What you should do - Render the records below as a two-column CSV with the header row instruction,output. Put one row per record, holding its text and its answer, each in a single quoted field with line breaks replaced by spaces.

[start Record extracts]

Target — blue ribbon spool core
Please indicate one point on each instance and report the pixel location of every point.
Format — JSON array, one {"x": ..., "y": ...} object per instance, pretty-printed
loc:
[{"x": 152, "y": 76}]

[end Record extracts]

Task result -
instruction,output
"Target — blue ribbon spool core Please indicate one point on each instance and report the pixel location of every point. Format — JSON array, one {""x"": ..., ""y"": ...} object per instance, pretty-printed loc:","[{""x"": 152, ""y"": 76}]"